[Image point grounding data]

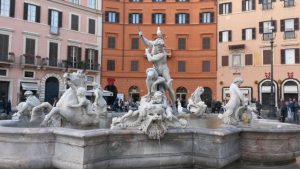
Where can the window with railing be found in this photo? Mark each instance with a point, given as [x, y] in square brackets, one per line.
[288, 3]
[267, 4]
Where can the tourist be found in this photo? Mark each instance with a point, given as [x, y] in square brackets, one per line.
[296, 108]
[283, 111]
[8, 107]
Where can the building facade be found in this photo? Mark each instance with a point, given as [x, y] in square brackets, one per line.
[39, 39]
[245, 30]
[190, 39]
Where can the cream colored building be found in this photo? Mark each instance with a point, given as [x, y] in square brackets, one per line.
[244, 48]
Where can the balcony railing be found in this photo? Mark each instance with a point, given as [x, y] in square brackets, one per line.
[289, 3]
[289, 35]
[7, 58]
[267, 6]
[54, 30]
[267, 36]
[30, 60]
[54, 63]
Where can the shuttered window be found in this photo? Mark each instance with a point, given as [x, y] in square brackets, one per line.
[267, 57]
[225, 60]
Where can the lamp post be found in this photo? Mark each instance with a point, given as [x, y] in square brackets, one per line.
[272, 110]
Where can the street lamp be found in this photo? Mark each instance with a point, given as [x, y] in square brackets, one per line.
[272, 110]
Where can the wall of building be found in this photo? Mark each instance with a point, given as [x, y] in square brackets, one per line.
[193, 55]
[18, 29]
[254, 75]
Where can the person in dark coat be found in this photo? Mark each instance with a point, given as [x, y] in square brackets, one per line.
[283, 111]
[8, 107]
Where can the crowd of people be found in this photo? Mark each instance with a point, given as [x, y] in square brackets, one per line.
[289, 111]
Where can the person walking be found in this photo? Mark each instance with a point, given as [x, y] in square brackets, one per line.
[8, 107]
[296, 108]
[283, 111]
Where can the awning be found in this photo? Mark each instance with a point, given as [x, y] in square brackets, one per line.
[29, 86]
[105, 93]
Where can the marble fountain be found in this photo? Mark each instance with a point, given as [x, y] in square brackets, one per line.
[75, 133]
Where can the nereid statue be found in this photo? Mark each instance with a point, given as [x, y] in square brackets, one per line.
[154, 115]
[236, 108]
[73, 109]
[25, 108]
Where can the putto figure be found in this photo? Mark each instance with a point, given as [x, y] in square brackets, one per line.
[160, 73]
[235, 103]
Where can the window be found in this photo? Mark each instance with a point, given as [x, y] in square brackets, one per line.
[182, 18]
[248, 5]
[31, 12]
[206, 66]
[248, 34]
[135, 1]
[30, 47]
[181, 43]
[225, 36]
[248, 59]
[92, 26]
[75, 1]
[181, 66]
[135, 18]
[236, 60]
[225, 8]
[7, 8]
[289, 3]
[225, 61]
[3, 72]
[74, 22]
[134, 65]
[134, 43]
[74, 56]
[267, 28]
[53, 53]
[28, 74]
[158, 18]
[110, 65]
[267, 4]
[267, 57]
[91, 59]
[290, 56]
[207, 17]
[206, 43]
[288, 26]
[54, 20]
[92, 4]
[112, 17]
[4, 47]
[111, 42]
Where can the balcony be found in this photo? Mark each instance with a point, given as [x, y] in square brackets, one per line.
[289, 3]
[30, 61]
[267, 6]
[7, 59]
[54, 30]
[53, 63]
[267, 36]
[289, 35]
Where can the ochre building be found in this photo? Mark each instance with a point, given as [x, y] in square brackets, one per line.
[190, 38]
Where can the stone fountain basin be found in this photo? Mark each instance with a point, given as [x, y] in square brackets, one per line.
[64, 148]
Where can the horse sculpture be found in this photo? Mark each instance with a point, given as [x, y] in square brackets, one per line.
[73, 109]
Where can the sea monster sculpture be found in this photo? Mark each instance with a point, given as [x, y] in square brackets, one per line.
[154, 115]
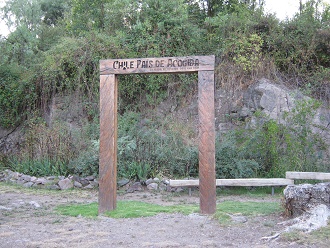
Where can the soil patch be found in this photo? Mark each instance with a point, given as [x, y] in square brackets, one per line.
[27, 219]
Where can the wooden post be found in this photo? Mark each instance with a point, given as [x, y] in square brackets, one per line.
[206, 142]
[204, 65]
[108, 143]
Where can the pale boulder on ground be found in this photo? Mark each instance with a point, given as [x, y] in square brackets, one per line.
[65, 184]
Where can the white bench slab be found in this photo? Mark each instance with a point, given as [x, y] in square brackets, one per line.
[307, 175]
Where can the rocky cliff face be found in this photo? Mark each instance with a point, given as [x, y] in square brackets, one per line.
[268, 98]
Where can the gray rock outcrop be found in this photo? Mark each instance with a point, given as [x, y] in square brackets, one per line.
[299, 199]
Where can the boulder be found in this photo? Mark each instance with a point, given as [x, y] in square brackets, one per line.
[152, 186]
[65, 184]
[299, 199]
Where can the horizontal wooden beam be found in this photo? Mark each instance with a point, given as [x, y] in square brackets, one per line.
[157, 65]
[236, 182]
[307, 175]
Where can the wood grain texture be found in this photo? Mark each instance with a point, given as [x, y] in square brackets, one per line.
[108, 143]
[157, 65]
[307, 175]
[236, 182]
[206, 145]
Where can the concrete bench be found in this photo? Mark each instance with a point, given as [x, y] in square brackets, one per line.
[244, 182]
[307, 175]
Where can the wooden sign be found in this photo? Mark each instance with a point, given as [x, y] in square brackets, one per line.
[109, 69]
[157, 65]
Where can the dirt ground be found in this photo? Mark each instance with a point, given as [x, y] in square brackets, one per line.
[27, 219]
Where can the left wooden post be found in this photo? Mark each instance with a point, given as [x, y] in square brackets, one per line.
[108, 143]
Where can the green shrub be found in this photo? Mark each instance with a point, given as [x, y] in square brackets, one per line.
[146, 149]
[270, 149]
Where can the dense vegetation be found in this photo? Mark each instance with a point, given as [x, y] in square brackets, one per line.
[55, 48]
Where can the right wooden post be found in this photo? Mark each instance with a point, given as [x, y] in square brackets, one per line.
[206, 145]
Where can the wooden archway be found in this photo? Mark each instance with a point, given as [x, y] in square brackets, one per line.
[109, 69]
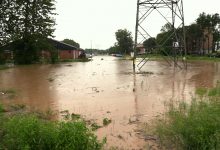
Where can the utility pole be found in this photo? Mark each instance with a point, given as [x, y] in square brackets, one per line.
[136, 34]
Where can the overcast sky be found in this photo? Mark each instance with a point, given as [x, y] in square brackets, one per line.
[93, 23]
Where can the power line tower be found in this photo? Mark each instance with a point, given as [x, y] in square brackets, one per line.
[2, 18]
[151, 16]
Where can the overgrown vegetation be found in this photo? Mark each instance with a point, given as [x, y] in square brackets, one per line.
[30, 131]
[8, 93]
[192, 126]
[106, 121]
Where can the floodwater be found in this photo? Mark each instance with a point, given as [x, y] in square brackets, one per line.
[108, 89]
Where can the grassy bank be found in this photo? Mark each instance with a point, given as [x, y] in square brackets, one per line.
[194, 126]
[3, 67]
[75, 60]
[30, 131]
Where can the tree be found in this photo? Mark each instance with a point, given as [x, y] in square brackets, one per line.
[150, 44]
[71, 42]
[211, 23]
[124, 41]
[28, 22]
[113, 50]
[194, 35]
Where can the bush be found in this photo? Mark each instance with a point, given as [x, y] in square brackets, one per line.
[30, 132]
[195, 126]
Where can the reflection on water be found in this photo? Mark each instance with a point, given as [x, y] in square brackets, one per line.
[108, 89]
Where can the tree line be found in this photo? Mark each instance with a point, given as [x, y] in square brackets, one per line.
[26, 24]
[196, 34]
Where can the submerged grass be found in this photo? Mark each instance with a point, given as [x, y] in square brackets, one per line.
[8, 93]
[192, 126]
[28, 131]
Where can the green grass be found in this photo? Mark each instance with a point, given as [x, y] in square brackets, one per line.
[194, 126]
[3, 67]
[215, 92]
[8, 93]
[201, 91]
[28, 131]
[76, 60]
[106, 121]
[1, 108]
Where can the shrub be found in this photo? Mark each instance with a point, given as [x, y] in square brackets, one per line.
[30, 132]
[195, 126]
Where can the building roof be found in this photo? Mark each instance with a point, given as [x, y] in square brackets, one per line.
[62, 46]
[57, 44]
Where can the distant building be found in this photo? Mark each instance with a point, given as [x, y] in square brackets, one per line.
[202, 45]
[64, 51]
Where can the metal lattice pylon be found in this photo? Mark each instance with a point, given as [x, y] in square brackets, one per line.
[151, 16]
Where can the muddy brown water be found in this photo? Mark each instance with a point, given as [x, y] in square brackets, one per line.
[108, 89]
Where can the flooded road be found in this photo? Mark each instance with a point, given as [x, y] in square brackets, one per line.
[108, 89]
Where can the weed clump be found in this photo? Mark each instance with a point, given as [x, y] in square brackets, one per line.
[106, 121]
[28, 131]
[192, 126]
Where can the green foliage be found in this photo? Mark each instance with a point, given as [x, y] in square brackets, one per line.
[211, 23]
[2, 58]
[27, 23]
[96, 51]
[1, 108]
[215, 91]
[106, 121]
[124, 41]
[71, 42]
[201, 91]
[192, 126]
[114, 50]
[30, 132]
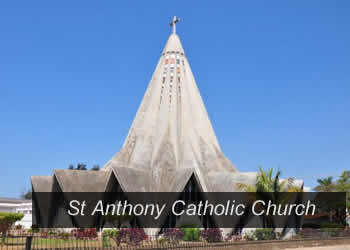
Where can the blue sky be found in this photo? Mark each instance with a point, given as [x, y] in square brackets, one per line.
[274, 75]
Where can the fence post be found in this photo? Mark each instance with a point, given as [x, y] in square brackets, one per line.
[29, 242]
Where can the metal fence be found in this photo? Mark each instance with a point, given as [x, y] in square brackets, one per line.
[41, 241]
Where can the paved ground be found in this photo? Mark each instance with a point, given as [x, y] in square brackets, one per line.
[339, 247]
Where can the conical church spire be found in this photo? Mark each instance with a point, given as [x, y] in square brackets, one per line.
[173, 23]
[171, 130]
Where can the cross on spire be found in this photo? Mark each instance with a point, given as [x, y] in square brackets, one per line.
[173, 23]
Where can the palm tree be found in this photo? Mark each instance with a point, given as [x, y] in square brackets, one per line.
[325, 185]
[267, 188]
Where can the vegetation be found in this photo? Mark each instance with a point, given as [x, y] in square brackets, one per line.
[191, 233]
[7, 220]
[212, 235]
[27, 195]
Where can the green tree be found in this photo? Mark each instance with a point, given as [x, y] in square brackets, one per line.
[325, 185]
[268, 187]
[27, 195]
[6, 222]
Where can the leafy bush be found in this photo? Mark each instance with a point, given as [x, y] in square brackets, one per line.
[63, 235]
[111, 233]
[35, 228]
[264, 234]
[211, 235]
[163, 241]
[174, 234]
[132, 236]
[7, 220]
[191, 234]
[89, 233]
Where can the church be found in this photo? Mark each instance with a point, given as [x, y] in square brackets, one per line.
[171, 145]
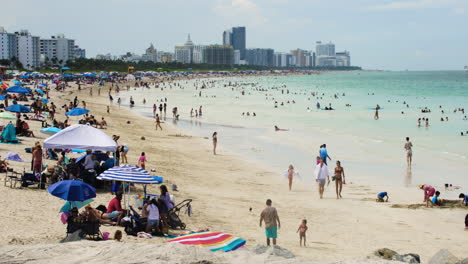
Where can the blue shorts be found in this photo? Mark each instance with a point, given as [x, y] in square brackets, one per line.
[114, 214]
[271, 232]
[153, 222]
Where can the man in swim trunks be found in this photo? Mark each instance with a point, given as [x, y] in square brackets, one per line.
[429, 191]
[270, 216]
[409, 151]
[381, 196]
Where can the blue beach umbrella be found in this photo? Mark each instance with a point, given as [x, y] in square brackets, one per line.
[127, 173]
[17, 108]
[77, 111]
[72, 190]
[50, 130]
[78, 204]
[17, 89]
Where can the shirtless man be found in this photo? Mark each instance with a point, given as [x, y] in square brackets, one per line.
[409, 151]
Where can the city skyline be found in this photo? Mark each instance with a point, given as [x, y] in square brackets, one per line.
[389, 35]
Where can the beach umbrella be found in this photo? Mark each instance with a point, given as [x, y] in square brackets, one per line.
[17, 89]
[17, 108]
[72, 204]
[50, 130]
[77, 111]
[72, 190]
[44, 100]
[5, 115]
[127, 173]
[14, 157]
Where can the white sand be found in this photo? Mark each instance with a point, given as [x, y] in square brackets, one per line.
[224, 188]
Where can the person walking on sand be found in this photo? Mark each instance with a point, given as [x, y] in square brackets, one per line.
[324, 153]
[290, 175]
[302, 232]
[270, 216]
[321, 175]
[409, 151]
[158, 122]
[429, 191]
[339, 179]
[215, 142]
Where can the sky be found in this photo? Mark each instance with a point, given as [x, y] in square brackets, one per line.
[380, 34]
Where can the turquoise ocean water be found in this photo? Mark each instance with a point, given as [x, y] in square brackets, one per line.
[370, 150]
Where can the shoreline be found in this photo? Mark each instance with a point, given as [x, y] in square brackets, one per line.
[223, 184]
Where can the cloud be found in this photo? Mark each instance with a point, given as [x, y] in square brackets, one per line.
[417, 4]
[240, 11]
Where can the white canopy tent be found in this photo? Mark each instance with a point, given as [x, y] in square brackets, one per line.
[81, 137]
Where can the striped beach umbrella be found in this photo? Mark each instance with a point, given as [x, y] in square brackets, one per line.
[127, 173]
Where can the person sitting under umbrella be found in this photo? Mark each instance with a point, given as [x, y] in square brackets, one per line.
[93, 214]
[114, 209]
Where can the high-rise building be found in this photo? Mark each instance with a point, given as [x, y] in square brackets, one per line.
[28, 50]
[327, 49]
[58, 49]
[260, 57]
[227, 37]
[184, 54]
[165, 57]
[150, 54]
[343, 59]
[217, 54]
[79, 52]
[238, 40]
[198, 51]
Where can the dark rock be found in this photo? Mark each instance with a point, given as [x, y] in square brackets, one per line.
[444, 256]
[386, 253]
[410, 258]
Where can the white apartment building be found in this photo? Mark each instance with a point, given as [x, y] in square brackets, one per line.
[58, 49]
[28, 52]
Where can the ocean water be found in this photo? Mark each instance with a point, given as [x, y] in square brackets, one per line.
[371, 151]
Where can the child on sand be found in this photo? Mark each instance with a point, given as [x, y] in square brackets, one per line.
[465, 199]
[381, 196]
[142, 160]
[435, 199]
[302, 230]
[118, 235]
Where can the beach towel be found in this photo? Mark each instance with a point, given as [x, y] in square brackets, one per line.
[9, 134]
[213, 241]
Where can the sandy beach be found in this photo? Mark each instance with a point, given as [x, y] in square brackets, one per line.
[223, 188]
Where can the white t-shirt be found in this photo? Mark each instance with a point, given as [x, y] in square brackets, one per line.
[153, 212]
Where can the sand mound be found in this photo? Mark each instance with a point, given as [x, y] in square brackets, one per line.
[446, 204]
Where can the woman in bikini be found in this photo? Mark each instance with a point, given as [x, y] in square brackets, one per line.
[339, 179]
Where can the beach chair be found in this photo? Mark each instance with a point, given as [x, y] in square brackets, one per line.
[12, 177]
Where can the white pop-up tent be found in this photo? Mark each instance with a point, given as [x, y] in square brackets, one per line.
[81, 137]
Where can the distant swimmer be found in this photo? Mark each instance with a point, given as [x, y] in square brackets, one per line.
[279, 129]
[376, 115]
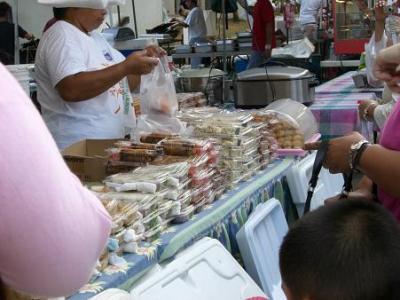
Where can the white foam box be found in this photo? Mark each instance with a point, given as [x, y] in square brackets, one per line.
[299, 176]
[205, 271]
[112, 294]
[259, 241]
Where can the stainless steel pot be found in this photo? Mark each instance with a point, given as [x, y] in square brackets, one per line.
[260, 86]
[202, 80]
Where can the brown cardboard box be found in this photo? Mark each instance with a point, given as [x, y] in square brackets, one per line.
[87, 159]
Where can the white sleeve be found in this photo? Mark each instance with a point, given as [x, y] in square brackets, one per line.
[192, 17]
[64, 57]
[371, 51]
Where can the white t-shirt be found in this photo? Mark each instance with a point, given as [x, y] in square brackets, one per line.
[64, 51]
[197, 24]
[309, 10]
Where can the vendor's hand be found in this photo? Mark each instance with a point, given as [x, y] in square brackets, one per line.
[365, 105]
[155, 51]
[380, 14]
[140, 63]
[337, 158]
[359, 194]
[387, 67]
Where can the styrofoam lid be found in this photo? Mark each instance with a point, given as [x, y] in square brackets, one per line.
[299, 112]
[95, 4]
[112, 294]
[201, 73]
[275, 73]
[204, 271]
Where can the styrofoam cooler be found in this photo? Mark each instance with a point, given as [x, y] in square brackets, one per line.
[205, 271]
[113, 294]
[298, 177]
[259, 241]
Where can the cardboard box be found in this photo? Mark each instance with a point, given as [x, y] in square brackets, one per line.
[87, 159]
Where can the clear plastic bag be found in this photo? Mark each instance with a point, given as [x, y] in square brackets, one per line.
[157, 91]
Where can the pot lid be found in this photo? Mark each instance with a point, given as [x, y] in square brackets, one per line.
[200, 73]
[275, 73]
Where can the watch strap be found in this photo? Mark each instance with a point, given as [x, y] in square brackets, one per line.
[358, 154]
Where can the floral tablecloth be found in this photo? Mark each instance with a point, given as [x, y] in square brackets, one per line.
[344, 84]
[221, 220]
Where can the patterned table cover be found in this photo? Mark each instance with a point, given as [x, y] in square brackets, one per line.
[344, 84]
[337, 114]
[220, 220]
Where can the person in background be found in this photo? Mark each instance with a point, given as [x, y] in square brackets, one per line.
[49, 23]
[52, 229]
[263, 33]
[196, 25]
[349, 250]
[309, 12]
[84, 85]
[379, 163]
[7, 35]
[370, 110]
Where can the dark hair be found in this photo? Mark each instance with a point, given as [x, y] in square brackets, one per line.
[349, 250]
[59, 13]
[5, 10]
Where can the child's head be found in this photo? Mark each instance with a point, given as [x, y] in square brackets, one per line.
[349, 250]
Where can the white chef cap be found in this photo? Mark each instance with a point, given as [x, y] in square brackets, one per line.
[97, 4]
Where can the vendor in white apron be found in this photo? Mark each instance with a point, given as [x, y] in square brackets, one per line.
[84, 85]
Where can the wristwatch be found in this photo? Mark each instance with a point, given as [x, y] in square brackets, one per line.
[356, 150]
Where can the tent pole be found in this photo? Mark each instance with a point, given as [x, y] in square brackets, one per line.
[134, 17]
[224, 57]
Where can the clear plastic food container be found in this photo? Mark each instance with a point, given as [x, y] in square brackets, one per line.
[299, 113]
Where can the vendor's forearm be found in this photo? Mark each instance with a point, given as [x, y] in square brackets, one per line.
[379, 31]
[382, 166]
[269, 31]
[87, 85]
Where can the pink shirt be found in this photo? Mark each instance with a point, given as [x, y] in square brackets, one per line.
[391, 140]
[52, 230]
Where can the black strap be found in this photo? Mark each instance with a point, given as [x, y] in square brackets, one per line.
[319, 160]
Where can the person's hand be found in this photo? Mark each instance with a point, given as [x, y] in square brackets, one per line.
[155, 51]
[337, 158]
[387, 67]
[380, 14]
[366, 109]
[267, 53]
[140, 63]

» Assigned task: Print, exactly as they appear above, the lines running from the one with "Where can the person's" through the final line.

» Result of this exercise:
Where can the person's hand be found in this photo? Mark each instance with a point, given as [x, y] in square brackets, one per line.
[155, 51]
[337, 158]
[387, 67]
[380, 14]
[366, 109]
[267, 53]
[140, 63]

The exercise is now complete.